GIVEN RECORDS

★ ★ ★

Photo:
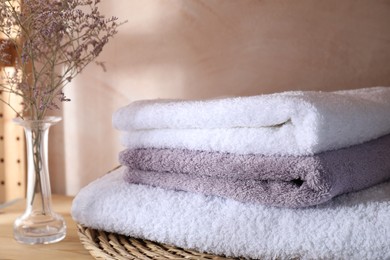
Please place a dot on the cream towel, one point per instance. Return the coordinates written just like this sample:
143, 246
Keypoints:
289, 123
352, 226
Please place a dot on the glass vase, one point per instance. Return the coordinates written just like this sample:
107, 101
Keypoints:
39, 224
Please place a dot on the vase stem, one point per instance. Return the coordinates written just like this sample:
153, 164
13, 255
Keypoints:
39, 224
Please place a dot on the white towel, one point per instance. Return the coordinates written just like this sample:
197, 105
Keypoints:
352, 226
289, 123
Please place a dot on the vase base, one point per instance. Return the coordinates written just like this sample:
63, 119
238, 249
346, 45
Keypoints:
40, 240
42, 230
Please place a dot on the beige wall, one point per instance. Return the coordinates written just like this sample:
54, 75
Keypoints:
209, 48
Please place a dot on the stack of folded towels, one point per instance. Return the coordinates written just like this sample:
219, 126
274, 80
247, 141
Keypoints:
252, 176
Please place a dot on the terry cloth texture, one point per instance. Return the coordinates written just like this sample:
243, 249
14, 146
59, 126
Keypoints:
288, 123
352, 226
284, 181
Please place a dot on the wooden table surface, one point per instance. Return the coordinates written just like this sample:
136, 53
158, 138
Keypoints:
69, 248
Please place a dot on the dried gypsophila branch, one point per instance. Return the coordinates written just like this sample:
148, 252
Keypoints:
54, 41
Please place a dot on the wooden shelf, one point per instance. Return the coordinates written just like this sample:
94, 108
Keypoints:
69, 248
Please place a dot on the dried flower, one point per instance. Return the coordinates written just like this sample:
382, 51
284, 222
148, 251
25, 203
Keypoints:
54, 41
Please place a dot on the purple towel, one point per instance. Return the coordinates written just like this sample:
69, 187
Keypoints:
284, 181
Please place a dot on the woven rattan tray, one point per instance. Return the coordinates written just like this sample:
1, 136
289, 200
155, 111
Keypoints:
105, 245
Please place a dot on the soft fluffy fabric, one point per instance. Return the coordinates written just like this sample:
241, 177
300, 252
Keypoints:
271, 180
289, 123
352, 226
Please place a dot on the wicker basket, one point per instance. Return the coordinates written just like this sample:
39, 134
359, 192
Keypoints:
105, 245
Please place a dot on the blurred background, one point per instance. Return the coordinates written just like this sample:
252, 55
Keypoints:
210, 48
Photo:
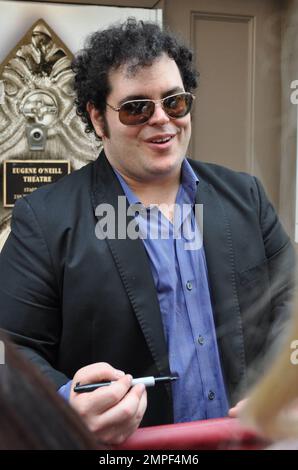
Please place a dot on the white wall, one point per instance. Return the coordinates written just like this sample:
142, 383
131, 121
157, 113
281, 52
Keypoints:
72, 23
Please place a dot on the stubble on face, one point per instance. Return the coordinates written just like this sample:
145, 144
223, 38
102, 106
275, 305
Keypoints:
128, 148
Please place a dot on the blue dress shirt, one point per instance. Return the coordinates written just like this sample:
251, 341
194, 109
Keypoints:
181, 282
177, 259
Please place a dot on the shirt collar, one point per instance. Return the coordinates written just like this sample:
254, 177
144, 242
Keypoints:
189, 183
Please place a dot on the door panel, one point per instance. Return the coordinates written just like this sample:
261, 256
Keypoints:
236, 120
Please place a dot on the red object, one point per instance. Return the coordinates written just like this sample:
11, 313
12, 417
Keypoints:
211, 434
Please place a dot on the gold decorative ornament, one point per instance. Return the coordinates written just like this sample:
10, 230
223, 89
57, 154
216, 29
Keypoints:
38, 119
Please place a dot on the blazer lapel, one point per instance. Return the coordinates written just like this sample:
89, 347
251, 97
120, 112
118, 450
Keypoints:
217, 241
133, 266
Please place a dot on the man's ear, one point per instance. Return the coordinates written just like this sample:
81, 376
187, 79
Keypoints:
96, 119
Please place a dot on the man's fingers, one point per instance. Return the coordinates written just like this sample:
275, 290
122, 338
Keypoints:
234, 412
97, 373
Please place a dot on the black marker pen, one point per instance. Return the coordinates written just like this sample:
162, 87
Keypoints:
147, 381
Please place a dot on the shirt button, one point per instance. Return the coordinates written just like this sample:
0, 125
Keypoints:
201, 340
189, 285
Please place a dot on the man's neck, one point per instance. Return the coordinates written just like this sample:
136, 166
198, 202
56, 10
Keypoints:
156, 191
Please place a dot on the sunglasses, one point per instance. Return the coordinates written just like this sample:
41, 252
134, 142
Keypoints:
137, 112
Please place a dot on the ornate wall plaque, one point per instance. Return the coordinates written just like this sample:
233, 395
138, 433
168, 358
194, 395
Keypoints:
22, 177
38, 120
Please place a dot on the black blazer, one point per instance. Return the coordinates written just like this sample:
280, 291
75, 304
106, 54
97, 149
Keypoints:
68, 299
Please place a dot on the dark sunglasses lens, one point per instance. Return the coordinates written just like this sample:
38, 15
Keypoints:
179, 105
133, 113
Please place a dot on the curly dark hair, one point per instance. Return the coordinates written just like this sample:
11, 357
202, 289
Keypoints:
133, 42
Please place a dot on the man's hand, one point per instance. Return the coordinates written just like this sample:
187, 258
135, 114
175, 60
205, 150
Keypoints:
113, 412
234, 412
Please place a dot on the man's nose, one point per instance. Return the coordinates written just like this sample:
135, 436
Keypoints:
159, 116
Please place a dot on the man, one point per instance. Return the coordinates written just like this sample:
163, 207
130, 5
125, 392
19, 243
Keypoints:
71, 296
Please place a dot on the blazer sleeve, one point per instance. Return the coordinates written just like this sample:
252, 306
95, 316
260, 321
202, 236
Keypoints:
29, 296
280, 256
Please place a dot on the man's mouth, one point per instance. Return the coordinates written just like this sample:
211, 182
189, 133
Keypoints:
161, 140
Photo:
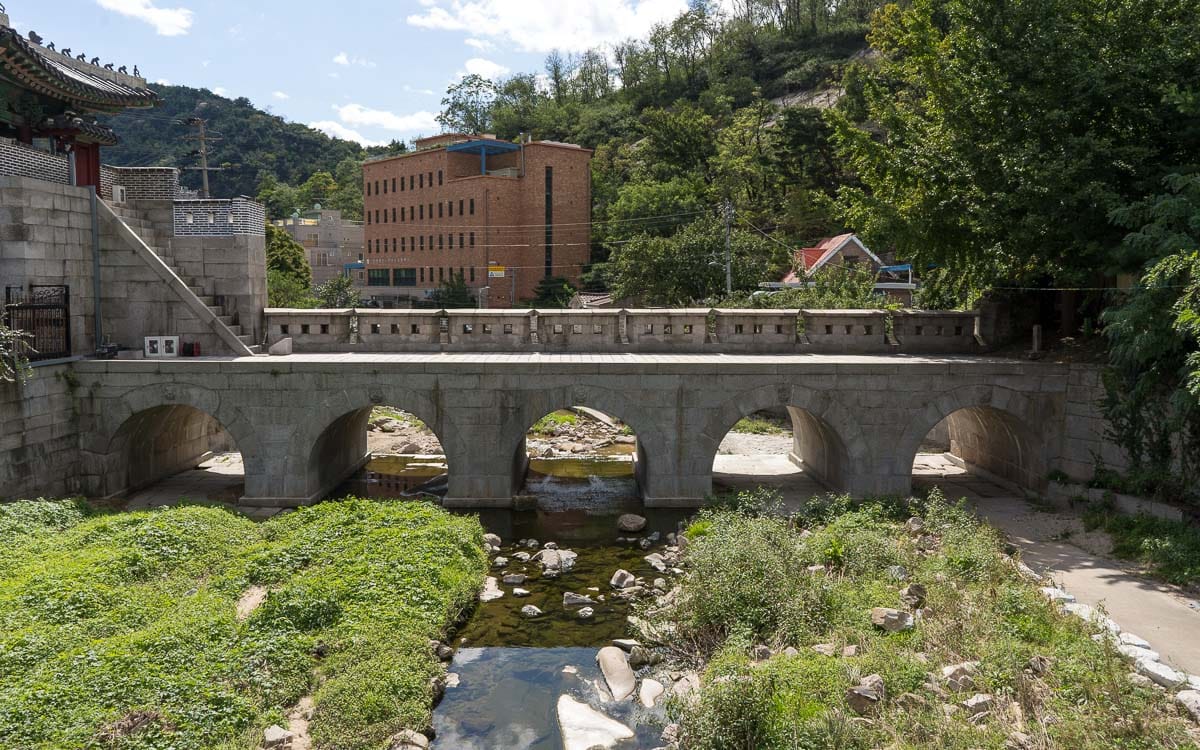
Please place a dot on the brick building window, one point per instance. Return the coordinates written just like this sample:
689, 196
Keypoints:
550, 222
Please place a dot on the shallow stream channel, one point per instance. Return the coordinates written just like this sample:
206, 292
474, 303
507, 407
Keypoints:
525, 672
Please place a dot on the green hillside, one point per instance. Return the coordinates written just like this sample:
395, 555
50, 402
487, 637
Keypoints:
253, 142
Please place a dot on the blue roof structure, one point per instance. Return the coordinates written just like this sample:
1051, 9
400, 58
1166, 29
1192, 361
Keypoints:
484, 147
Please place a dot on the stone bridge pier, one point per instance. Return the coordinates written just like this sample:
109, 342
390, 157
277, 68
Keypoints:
300, 420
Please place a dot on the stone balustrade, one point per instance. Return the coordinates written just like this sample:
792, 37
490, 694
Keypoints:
683, 330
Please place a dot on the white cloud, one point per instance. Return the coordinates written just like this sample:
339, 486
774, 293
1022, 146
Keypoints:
541, 25
340, 131
345, 59
166, 22
364, 117
479, 66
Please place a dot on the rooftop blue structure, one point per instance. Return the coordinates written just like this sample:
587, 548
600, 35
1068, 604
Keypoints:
484, 147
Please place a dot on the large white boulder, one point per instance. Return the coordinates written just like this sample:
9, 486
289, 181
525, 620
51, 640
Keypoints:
617, 672
585, 729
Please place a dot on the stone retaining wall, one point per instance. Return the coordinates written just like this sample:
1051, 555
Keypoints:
40, 436
695, 330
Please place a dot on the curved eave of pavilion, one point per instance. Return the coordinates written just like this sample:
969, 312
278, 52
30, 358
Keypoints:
23, 63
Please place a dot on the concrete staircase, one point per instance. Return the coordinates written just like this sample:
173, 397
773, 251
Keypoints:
160, 244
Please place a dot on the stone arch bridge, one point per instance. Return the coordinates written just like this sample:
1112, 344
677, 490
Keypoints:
300, 420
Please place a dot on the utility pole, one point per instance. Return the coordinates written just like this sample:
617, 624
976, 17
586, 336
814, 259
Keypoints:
729, 255
205, 139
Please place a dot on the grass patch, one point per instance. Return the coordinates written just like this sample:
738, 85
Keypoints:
111, 622
549, 424
759, 424
749, 582
396, 414
1170, 550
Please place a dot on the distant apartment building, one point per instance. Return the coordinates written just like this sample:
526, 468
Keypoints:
334, 245
471, 203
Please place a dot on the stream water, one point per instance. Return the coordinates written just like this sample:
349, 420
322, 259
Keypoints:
509, 671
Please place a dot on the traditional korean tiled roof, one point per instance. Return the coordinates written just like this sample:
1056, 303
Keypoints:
85, 130
87, 88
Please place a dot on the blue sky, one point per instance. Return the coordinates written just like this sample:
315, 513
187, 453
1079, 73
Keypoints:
365, 70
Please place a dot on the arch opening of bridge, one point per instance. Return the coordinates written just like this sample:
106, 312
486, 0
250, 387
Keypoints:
784, 448
579, 455
169, 453
378, 450
982, 450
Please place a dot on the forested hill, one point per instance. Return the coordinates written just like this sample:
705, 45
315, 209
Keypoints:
253, 142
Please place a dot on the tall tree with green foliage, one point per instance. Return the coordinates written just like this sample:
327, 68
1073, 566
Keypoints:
689, 265
1000, 136
288, 274
1153, 335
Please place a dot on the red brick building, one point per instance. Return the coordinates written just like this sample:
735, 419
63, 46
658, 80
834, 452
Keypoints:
465, 203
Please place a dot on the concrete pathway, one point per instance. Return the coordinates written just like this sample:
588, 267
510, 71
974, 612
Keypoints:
1051, 544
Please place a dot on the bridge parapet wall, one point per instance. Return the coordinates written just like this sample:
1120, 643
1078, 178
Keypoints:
648, 330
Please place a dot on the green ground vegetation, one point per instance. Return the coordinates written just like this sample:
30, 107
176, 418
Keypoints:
749, 582
761, 424
1170, 550
121, 630
546, 425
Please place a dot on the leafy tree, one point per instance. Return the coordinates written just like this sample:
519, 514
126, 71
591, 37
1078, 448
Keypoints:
287, 291
553, 292
318, 189
1153, 334
454, 292
337, 293
287, 256
467, 106
1001, 135
690, 264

★ ★ ★

REQUEST
Reproduce every line from the one containing "Please place a dot on the bridge" through the last line, inclusive, shifting each keypoint coordinate by adding 92 to it and leaving all other numbers unchanged.

THE ANSWER
Please place a dot on the bridge parapet wall, one point per instance. Return the coordinates written just like this sample:
1120, 643
1078, 178
Keypoints:
740, 422
Please place a dot on the green ground vegetation, one point per instance. Return the coordinates written just like this sample:
30, 107
176, 418
Keypoints:
841, 674
853, 516
1262, 642
213, 722
638, 517
Please place a dot on the leafy tree, one point per instance. Return the coordinates written just like this sample:
519, 514
126, 71
591, 37
1078, 448
Keypoints:
379, 383
645, 384
410, 281
1245, 426
546, 384
429, 385
379, 348
559, 198
1093, 227
782, 356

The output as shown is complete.